RECORDS FOR THIS TASK:
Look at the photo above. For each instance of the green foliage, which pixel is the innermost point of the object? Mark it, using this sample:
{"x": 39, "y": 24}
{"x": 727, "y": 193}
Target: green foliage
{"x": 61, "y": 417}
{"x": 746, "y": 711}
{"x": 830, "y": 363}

...

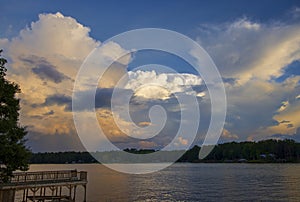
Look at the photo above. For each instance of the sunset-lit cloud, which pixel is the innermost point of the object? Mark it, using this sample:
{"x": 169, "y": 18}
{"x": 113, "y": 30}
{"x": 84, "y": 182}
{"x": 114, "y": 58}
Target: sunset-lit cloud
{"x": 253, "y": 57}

==

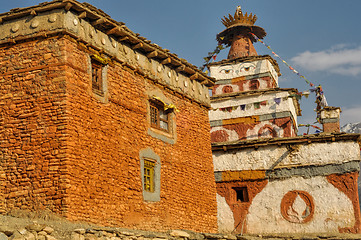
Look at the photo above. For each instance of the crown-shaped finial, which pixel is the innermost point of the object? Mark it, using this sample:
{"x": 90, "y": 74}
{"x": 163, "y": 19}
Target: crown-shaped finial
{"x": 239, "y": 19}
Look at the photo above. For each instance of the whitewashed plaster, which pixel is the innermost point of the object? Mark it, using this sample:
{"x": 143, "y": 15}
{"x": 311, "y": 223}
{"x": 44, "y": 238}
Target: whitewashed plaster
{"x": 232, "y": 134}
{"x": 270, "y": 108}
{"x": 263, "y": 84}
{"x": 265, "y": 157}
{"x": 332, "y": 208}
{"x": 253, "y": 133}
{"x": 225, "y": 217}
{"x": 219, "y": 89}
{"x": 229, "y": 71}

TASK PROMPT: Please gather every line in the records above that contains the word "which", counting only matches with the same uppercase and lowercase letters.

FINAL RESULT:
Look at the photo above. For each instance of the green foliage, which pixel is the innermost point of the object? Mark it, using this sample:
Look at the photo above. For each instance of the sunset-lit cloud, which pixel is the innermost point of the object? Mark it, using this sample:
Look at the photo above. For each instance of the crown-shaped finial, which pixel is the innermost point of the object? Mark it, using this sample:
Look at the photo above. For each instance of the whitewashed plaster, which pixel is the innermost point of the object? Mark it, using this sample:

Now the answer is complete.